DOCUMENT EXCERPT:
Darrell Huff’s How to Lie with Statistics describes how publication bias can be used as a weapon by an amoral corporation more interested in money than truth. With his trademark cynicism, he mentions that a toothpaste maker can truthfully advertise that the toothpaste is wonderfully effective simply by running experiments, putting all unwelcome results “well out of sight somewhere” and waiting until a positive result shows up.20 That is certainly a risk—not only in advertising but also in the clinical trials that underpin potentially lucrative pharmaceutical treatments. But might accidental publication bias be an even bigger risk than weaponized publication bias?

In 2005, John Ioannidis caused a minor sensation with an article titled “Why Most Published Research Findings Are False.” Ioannidis is a “meta-researcher”—someone who researches the nature of research itself.* He reckoned that the cumulative effect of various apparently minor biases might mean that false results could easily outnumber the genuine ones. This was five years before the Journal of Personality and Social Psychology published Daryl Bem’s research on precognition, which sparked Brian Nosek’s replication attempt. Precognition might not exist, but Ioannidis clearly saw the crisis coming.21

I confess that when I first heard of Ioannidis’s research, it struck me as an extraordinary piece of hyperbole. Sure, all scientific research is provisional, everyone makes mistakes, and sometimes bad papers get published—but surely it was wrong to suggest that more than half of all the empirical results out there were false? But after interviewing Scheibehenne and learning what he’d discovered about the choice literature, I started to wonder. Then, over the years, it gradually became painfully clear to me and many others who were initially skeptical that Ioannidis was on to something important.

While Bem’s precognition study was understandably famous, many other surprising psychological findings had become well known to non-psychologists through books such as Thinking, Fast and Slow (by Nobel laureate Daniel Kahneman), Presence (by psychologist Amy Cuddy), and Willpower (by psychologist Roy Baumeister and journalist John Tierney). These findings hit the same counterintuitive sweet spot as the jam experiment: strange enough to be memorable, but plausible enough not to dismiss out of hand.

WORK ORDER:
Return the part of the passage on publication bias starting with "I confess that" and going on through "to something important.", copied word for word. The rows have nothing to do with the passage on publication bias.

RECORD SET:
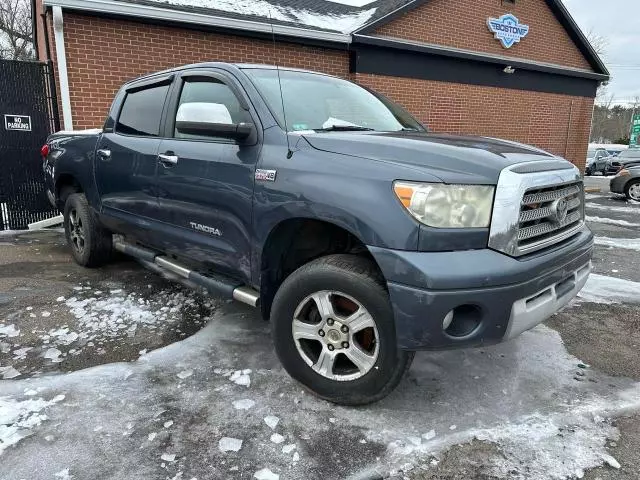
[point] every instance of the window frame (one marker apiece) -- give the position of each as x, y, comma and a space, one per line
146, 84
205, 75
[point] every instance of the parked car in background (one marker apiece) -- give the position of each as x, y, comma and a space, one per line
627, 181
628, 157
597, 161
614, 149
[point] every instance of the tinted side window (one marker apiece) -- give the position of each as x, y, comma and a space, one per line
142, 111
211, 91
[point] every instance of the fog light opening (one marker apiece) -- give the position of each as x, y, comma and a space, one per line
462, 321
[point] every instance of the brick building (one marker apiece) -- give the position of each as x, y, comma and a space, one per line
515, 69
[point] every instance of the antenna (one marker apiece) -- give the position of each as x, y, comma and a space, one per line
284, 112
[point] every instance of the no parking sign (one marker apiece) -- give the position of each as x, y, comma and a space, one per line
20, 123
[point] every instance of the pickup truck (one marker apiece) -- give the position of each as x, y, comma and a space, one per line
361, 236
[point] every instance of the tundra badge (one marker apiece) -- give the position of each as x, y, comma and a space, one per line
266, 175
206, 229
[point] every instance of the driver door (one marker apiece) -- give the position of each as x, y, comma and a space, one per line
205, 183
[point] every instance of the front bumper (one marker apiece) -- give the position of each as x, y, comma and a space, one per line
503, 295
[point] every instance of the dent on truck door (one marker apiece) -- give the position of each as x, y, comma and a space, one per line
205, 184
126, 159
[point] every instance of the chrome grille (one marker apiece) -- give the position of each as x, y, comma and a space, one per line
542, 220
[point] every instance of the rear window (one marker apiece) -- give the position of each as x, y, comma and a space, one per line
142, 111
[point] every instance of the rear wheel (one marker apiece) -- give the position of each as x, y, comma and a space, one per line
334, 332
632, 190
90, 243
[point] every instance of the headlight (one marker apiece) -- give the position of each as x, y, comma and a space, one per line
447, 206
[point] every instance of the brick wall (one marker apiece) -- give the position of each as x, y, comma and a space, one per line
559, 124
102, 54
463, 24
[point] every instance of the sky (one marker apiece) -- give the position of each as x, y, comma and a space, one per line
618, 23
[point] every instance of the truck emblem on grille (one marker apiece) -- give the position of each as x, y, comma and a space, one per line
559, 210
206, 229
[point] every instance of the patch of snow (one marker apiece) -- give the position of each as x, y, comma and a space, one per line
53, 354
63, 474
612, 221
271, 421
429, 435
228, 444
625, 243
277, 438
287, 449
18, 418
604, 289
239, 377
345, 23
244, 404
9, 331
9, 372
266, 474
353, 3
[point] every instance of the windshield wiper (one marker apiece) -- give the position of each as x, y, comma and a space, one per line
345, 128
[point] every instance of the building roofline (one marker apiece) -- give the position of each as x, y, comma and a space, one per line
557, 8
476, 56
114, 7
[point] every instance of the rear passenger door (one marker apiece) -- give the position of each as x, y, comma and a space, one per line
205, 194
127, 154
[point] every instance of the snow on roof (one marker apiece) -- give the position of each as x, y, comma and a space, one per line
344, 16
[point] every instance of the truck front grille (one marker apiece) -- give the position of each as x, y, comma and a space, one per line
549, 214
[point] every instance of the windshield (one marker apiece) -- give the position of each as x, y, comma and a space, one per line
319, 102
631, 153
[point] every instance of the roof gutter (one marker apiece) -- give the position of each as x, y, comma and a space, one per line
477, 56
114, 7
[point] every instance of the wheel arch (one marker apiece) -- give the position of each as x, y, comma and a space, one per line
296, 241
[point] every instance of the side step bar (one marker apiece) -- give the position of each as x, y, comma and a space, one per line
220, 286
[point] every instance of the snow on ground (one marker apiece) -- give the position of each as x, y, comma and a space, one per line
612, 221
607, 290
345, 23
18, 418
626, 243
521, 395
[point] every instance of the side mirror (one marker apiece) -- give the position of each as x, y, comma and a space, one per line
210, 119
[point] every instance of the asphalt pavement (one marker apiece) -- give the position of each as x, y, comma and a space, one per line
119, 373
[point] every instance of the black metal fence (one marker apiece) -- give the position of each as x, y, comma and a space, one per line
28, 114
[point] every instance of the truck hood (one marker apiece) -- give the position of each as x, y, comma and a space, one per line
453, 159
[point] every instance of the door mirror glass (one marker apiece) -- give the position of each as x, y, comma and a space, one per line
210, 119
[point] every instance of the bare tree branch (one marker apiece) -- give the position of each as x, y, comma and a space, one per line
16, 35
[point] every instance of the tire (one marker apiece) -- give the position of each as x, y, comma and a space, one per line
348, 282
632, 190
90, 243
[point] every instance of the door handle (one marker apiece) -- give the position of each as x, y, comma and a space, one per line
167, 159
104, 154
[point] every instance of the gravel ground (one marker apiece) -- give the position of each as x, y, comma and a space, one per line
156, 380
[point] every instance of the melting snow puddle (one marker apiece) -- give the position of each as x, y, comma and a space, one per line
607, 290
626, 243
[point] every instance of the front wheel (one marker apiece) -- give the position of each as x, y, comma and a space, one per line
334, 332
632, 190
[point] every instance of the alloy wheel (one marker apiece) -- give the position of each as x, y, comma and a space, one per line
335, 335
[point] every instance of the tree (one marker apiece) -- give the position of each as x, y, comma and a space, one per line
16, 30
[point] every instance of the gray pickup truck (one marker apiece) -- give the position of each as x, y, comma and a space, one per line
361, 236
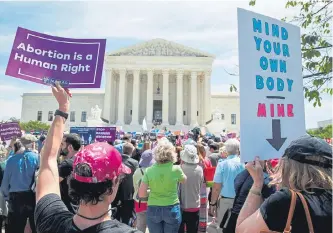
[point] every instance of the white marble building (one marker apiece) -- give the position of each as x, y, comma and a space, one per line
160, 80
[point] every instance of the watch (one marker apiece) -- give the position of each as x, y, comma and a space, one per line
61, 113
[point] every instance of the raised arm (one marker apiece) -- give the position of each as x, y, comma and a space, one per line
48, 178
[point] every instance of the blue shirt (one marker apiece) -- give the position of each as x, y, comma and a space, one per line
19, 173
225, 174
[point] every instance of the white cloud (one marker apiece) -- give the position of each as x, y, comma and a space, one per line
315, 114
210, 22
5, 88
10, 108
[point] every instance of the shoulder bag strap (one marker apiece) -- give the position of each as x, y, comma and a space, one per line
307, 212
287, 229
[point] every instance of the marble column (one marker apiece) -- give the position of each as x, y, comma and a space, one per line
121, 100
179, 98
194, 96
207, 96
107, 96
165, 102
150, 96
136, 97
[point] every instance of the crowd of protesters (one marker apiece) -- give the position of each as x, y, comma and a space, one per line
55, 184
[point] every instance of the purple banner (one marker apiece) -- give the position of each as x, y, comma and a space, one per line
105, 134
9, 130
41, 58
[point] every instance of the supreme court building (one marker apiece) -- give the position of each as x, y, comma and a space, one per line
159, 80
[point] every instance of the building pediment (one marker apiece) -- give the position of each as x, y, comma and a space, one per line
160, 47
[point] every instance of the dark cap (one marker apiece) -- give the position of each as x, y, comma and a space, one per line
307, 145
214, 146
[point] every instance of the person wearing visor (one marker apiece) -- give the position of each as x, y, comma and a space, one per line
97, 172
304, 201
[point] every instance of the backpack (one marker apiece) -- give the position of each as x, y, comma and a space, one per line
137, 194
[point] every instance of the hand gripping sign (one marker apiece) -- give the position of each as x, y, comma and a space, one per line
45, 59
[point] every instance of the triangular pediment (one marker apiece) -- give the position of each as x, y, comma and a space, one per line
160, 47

FINISHED EXERCISE:
I confess that when I first heard of Ioannidis’s research, it struck me as an extraordinary piece of hyperbole. Sure, all scientific research is provisional, everyone makes mistakes, and sometimes bad papers get published—but surely it was wrong to suggest that more than half of all the empirical results out there were false? But after interviewing Scheibehenne and learning what he’d discovered about the choice literature, I started to wonder. Then, over the years, it gradually became painfully clear to me and many others who were initially skeptical that Ioannidis was on to something important.